**What you need to do**
From the listing below, copy only the lines running from the line that contains "negative clicks: (257, 126)" to the line that contains "box: [213, 155, 290, 174]", both included.

-- -- --

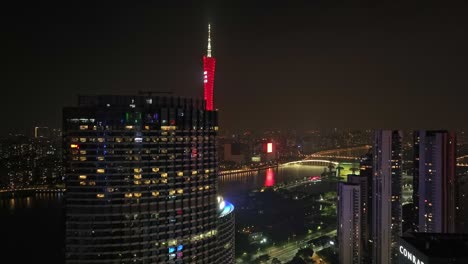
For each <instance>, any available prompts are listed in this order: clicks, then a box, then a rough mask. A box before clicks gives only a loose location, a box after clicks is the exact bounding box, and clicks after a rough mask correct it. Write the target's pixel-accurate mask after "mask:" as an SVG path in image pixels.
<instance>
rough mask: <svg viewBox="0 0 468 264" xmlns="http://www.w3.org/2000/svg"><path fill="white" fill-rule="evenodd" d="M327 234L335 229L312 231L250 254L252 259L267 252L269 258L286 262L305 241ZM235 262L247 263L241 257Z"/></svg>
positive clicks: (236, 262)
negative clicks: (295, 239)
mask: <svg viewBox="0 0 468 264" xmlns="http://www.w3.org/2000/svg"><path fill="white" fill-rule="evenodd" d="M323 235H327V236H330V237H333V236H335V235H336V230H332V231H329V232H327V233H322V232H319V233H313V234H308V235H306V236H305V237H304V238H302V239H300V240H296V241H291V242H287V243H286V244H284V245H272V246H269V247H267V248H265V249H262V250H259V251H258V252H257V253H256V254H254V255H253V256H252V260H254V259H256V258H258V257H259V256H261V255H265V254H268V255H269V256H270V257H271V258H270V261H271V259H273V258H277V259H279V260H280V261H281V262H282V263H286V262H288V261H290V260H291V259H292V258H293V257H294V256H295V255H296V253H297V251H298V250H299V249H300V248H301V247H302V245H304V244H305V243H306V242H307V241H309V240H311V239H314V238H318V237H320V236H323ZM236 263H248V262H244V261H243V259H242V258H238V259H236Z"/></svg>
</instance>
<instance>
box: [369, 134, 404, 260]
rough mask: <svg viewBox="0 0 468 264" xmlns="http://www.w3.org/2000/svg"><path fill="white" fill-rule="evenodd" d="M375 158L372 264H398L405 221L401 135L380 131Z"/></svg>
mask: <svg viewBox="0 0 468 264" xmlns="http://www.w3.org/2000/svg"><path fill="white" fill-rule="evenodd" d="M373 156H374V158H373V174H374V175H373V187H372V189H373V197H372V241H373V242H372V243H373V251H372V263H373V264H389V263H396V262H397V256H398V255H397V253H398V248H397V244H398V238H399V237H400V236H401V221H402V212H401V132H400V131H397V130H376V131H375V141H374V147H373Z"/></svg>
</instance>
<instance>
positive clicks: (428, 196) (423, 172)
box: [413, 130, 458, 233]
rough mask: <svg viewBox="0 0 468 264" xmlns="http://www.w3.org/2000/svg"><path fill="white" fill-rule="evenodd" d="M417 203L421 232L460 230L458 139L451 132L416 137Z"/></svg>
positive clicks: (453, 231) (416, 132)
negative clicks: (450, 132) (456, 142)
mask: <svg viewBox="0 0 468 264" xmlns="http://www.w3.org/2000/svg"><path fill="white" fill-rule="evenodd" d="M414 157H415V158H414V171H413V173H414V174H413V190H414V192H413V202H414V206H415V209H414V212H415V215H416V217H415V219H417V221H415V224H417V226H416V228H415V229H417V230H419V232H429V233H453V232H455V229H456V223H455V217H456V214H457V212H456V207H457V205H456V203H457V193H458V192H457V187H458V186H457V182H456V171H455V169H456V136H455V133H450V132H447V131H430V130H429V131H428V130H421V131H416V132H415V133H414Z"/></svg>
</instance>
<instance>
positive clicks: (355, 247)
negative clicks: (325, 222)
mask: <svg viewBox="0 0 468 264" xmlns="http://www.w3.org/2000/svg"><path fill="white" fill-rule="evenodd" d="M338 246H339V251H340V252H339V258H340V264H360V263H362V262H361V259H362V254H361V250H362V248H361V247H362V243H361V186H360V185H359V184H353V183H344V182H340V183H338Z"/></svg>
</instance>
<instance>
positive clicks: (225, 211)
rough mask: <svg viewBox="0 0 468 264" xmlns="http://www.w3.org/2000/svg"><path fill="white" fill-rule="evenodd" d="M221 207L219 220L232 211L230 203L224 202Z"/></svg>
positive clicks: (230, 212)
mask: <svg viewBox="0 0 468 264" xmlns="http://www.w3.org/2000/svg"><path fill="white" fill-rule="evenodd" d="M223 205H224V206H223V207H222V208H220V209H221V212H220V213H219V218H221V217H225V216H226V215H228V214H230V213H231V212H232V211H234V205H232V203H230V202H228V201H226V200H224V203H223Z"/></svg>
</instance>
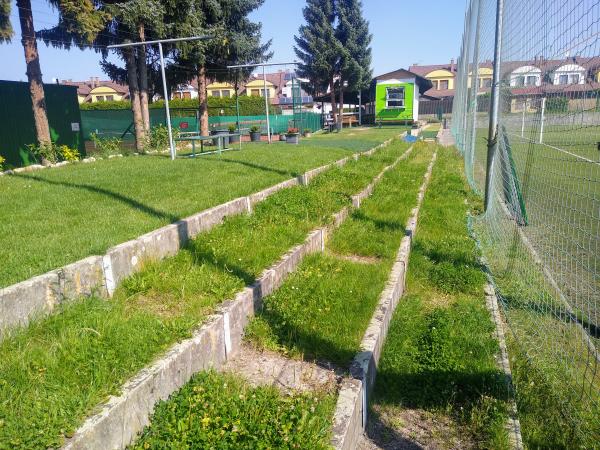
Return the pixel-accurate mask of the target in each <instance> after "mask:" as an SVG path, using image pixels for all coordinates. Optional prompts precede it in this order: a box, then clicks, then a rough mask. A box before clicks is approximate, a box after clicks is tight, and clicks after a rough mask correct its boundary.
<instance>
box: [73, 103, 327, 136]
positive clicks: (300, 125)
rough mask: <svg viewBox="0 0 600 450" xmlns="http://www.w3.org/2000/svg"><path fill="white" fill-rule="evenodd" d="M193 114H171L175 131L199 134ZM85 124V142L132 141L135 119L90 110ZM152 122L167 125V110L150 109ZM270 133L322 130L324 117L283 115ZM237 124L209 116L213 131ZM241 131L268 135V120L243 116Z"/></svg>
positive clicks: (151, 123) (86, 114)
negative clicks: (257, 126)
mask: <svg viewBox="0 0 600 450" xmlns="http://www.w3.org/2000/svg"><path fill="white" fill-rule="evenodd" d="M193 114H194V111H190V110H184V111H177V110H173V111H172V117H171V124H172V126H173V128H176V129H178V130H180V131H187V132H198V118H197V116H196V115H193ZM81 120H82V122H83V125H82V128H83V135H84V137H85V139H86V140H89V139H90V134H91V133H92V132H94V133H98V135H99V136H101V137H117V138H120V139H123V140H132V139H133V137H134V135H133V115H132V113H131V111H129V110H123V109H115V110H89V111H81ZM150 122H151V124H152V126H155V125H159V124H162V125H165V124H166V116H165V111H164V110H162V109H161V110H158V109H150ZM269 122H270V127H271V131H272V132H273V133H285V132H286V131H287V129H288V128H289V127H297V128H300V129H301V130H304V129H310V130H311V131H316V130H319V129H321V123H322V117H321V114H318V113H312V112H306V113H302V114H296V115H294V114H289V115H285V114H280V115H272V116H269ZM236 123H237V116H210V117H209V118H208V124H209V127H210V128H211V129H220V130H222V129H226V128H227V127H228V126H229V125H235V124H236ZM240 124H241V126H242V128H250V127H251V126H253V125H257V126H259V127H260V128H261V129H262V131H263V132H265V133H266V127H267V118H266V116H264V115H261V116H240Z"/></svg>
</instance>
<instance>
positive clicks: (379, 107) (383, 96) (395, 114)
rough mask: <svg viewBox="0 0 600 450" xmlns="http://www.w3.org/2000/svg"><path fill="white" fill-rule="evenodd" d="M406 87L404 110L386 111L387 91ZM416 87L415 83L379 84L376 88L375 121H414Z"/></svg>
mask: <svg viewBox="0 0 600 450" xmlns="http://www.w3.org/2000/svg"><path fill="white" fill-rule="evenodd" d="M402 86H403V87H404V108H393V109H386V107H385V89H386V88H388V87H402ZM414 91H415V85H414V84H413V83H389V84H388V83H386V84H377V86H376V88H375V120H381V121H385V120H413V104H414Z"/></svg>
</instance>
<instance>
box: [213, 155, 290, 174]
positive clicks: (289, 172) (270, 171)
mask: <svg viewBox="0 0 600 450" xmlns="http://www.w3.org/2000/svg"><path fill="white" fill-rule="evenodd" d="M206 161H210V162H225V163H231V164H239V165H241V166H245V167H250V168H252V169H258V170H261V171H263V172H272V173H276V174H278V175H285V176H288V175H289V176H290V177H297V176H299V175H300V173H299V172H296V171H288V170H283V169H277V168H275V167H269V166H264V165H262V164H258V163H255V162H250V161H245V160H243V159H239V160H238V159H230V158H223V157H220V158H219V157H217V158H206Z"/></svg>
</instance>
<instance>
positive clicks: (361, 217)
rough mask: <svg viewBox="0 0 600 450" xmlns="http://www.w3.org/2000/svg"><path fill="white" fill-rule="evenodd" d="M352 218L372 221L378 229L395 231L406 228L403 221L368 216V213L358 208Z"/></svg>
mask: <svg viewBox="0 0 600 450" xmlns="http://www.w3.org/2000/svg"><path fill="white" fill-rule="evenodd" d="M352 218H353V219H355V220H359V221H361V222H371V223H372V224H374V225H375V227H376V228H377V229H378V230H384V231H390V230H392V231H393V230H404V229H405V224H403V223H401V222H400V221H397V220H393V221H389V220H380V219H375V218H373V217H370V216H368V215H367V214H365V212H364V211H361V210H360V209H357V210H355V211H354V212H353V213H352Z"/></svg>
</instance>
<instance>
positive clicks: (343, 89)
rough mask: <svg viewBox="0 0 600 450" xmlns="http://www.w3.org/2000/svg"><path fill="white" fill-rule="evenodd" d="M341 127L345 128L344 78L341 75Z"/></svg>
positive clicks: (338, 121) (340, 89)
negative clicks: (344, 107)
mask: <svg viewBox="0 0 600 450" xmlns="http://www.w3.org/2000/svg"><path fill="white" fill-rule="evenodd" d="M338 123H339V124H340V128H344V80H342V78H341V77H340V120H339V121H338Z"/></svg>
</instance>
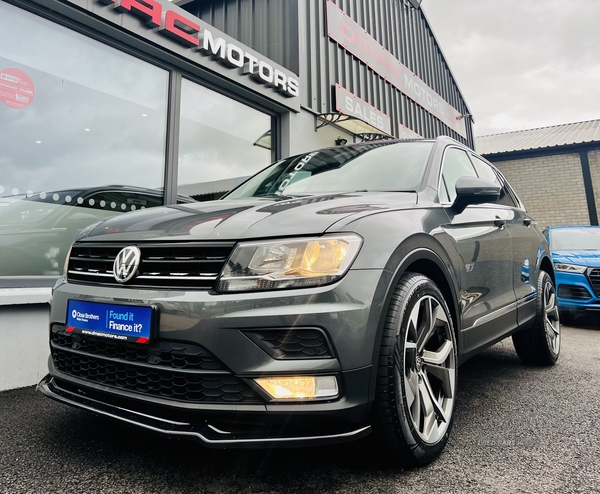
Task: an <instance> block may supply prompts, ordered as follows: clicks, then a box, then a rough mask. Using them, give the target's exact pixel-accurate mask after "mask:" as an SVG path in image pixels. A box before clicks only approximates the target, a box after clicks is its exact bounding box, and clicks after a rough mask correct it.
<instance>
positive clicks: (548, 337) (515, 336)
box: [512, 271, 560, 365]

-- -- --

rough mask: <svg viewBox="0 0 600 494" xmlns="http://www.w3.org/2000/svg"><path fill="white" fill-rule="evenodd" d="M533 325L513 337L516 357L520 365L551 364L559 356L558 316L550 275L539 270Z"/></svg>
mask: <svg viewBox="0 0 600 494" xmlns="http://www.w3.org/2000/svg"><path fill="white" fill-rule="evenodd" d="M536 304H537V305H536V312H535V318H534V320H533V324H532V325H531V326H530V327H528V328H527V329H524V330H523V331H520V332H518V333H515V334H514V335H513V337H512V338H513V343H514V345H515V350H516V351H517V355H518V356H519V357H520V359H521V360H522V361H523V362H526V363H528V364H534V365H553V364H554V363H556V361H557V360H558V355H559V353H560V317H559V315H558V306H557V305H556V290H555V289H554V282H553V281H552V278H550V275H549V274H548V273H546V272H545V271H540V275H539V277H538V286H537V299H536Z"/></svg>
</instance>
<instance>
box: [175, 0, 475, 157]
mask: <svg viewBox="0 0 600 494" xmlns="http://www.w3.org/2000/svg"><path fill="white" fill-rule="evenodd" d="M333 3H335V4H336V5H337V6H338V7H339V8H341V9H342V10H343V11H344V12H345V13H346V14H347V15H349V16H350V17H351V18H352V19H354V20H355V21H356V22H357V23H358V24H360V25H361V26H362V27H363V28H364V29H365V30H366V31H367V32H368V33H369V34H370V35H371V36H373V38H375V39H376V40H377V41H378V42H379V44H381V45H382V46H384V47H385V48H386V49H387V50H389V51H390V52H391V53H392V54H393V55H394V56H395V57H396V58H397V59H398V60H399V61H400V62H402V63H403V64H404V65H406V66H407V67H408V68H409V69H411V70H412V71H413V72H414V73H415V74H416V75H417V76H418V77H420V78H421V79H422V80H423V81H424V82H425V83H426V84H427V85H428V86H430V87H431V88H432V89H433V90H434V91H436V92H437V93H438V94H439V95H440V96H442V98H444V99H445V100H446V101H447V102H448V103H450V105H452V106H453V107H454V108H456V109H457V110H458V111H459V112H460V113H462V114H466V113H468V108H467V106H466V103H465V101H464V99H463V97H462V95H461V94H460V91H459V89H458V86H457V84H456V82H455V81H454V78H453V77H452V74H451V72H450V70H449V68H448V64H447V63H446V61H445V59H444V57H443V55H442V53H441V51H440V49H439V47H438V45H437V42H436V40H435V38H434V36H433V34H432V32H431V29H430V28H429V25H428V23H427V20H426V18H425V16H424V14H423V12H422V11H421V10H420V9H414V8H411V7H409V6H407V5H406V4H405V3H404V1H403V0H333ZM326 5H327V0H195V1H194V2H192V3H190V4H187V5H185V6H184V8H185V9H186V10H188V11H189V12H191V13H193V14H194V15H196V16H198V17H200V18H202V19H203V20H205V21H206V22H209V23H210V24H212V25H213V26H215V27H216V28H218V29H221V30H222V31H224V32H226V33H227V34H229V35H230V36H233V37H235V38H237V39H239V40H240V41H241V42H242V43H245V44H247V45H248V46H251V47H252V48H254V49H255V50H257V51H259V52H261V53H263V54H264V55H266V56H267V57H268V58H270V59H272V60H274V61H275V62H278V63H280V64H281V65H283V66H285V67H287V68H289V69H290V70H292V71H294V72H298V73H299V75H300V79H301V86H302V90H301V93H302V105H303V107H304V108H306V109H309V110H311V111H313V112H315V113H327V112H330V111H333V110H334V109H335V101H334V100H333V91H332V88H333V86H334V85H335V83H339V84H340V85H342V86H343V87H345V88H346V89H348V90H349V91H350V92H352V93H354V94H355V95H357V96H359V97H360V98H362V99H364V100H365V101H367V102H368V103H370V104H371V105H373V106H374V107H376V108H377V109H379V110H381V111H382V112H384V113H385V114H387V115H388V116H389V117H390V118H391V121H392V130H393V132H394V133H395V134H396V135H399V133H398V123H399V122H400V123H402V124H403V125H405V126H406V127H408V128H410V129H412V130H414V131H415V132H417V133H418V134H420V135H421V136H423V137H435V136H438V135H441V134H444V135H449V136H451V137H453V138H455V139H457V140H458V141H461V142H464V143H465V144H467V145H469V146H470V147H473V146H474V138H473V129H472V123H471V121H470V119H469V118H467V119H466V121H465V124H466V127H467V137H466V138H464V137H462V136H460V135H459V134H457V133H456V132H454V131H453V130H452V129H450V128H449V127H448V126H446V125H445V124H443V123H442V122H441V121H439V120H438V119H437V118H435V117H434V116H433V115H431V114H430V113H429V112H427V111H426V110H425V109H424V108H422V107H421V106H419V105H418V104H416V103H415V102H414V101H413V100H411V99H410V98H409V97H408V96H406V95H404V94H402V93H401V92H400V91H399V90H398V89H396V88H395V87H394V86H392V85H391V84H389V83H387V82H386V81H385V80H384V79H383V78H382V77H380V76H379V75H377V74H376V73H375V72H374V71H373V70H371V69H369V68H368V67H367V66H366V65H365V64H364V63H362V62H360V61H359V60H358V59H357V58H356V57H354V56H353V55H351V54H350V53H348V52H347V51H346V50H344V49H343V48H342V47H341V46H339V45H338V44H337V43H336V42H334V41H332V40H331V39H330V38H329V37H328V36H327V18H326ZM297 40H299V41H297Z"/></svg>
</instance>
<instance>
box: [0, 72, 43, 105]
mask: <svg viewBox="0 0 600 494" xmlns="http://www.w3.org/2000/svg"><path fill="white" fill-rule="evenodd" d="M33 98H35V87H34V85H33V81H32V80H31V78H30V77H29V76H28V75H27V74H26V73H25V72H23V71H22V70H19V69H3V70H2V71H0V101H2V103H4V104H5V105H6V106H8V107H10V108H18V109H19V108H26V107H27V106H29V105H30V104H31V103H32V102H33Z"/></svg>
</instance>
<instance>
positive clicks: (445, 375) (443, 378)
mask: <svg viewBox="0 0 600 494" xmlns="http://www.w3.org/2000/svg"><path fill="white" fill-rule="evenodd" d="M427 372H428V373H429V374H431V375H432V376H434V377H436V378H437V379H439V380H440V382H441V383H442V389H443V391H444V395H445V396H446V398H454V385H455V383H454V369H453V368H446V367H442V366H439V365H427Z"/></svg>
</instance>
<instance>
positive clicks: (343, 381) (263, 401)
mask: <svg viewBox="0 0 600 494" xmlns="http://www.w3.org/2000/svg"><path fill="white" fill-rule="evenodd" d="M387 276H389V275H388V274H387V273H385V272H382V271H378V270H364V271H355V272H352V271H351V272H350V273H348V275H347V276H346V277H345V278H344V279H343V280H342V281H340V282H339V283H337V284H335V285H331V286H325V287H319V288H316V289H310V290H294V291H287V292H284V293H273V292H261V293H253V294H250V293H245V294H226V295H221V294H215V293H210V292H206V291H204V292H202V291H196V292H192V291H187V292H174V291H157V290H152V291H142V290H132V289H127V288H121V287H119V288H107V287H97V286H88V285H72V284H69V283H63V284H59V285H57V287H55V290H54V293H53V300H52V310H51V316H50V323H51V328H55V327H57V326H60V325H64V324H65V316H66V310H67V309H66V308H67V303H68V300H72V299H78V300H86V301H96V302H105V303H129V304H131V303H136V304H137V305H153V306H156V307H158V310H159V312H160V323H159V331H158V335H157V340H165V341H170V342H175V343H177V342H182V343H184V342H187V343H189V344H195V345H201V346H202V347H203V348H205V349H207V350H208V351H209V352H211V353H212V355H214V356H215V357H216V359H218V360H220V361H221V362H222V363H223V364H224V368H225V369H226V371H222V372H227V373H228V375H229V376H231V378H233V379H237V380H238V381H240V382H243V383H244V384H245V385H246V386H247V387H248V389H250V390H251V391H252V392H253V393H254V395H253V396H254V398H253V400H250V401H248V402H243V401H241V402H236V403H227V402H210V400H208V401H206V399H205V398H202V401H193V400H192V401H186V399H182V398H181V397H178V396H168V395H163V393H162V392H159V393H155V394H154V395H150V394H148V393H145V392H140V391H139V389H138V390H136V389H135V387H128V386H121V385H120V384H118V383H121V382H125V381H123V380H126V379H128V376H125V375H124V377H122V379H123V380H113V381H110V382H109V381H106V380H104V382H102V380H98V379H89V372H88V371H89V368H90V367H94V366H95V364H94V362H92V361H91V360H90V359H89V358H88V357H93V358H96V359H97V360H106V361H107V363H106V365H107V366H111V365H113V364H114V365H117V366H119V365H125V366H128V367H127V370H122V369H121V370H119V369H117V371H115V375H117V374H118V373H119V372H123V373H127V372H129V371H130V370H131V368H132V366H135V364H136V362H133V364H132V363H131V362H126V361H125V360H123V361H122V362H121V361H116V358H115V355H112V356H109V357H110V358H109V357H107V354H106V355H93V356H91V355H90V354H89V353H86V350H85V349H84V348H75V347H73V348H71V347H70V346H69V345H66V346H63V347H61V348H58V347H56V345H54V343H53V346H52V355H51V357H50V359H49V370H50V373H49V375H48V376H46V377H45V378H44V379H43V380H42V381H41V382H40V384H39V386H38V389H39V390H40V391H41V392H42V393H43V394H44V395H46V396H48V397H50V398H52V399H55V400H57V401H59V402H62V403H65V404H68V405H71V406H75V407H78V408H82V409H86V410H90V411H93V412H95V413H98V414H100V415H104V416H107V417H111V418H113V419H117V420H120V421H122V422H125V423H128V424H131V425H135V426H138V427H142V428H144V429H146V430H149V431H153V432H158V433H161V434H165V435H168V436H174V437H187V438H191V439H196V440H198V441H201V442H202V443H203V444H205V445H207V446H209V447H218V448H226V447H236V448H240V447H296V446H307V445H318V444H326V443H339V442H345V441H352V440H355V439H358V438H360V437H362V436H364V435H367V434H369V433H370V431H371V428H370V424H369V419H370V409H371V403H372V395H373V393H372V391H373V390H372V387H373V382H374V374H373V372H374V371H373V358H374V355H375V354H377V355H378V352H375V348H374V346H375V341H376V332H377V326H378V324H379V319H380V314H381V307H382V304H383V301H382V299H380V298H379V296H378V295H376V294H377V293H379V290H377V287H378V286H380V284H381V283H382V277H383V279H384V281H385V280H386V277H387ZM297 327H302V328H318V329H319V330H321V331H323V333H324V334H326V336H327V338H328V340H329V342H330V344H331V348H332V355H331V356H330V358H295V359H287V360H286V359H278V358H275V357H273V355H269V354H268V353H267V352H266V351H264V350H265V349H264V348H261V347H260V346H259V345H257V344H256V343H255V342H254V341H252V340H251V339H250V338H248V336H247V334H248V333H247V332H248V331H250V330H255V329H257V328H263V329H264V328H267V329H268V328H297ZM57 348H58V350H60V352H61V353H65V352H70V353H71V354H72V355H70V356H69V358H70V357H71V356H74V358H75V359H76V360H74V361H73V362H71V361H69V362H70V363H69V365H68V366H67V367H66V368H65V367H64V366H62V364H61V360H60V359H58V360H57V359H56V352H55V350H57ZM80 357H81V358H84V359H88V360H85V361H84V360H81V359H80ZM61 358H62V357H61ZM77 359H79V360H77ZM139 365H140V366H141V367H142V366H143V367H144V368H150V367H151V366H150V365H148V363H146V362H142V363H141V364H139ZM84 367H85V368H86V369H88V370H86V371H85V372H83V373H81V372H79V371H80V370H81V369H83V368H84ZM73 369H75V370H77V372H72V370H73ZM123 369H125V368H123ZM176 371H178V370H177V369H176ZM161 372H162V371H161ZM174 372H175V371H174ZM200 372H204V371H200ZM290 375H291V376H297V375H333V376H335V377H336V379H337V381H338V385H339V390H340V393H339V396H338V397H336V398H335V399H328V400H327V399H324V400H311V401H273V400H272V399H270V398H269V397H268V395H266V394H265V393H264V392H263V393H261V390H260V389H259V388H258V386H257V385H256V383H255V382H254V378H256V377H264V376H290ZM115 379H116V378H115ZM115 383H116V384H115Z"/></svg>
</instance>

-- -- --

**Output for this exercise**
negative clicks: (257, 126)
mask: <svg viewBox="0 0 600 450" xmlns="http://www.w3.org/2000/svg"><path fill="white" fill-rule="evenodd" d="M193 114H194V111H190V110H184V111H177V110H173V111H172V117H171V124H172V126H173V128H176V129H178V130H180V131H187V132H198V118H197V116H196V115H193ZM81 120H82V122H83V125H82V128H83V135H84V137H85V139H86V140H89V139H90V134H91V133H92V132H94V133H98V135H99V136H101V137H117V138H120V139H123V140H132V139H133V137H134V135H133V115H132V113H131V111H129V110H123V109H115V110H89V111H81ZM150 122H151V124H152V126H155V125H159V124H162V125H165V124H166V116H165V111H164V110H162V109H161V110H158V109H150ZM269 122H270V127H271V131H272V132H273V133H285V132H286V131H287V129H288V128H289V127H297V128H300V129H301V130H304V129H310V130H311V131H316V130H319V129H321V123H322V117H321V114H318V113H312V112H306V113H302V114H296V115H294V114H289V115H285V114H280V115H272V116H269ZM236 123H237V116H210V117H209V118H208V124H209V127H210V128H211V129H220V130H222V129H226V128H227V127H228V126H229V125H235V124H236ZM240 124H241V126H242V128H250V127H251V126H253V125H257V126H259V127H260V128H261V129H262V131H263V132H265V133H266V127H267V118H266V116H264V115H261V116H240Z"/></svg>
</instance>
<instance>
positive clicks: (379, 107) (383, 96) (395, 114)
rough mask: <svg viewBox="0 0 600 450" xmlns="http://www.w3.org/2000/svg"><path fill="white" fill-rule="evenodd" d="M406 87L404 110L386 111L387 91ZM416 87L415 83L379 84L376 88L375 121H414Z"/></svg>
mask: <svg viewBox="0 0 600 450" xmlns="http://www.w3.org/2000/svg"><path fill="white" fill-rule="evenodd" d="M402 86H403V87H404V108H393V109H386V107H385V89H386V88H388V87H402ZM414 91H415V85H414V84H413V83H389V84H388V83H386V84H377V86H376V88H375V120H381V121H385V120H413V104H414Z"/></svg>
</instance>
<instance>
box: [213, 155, 290, 174]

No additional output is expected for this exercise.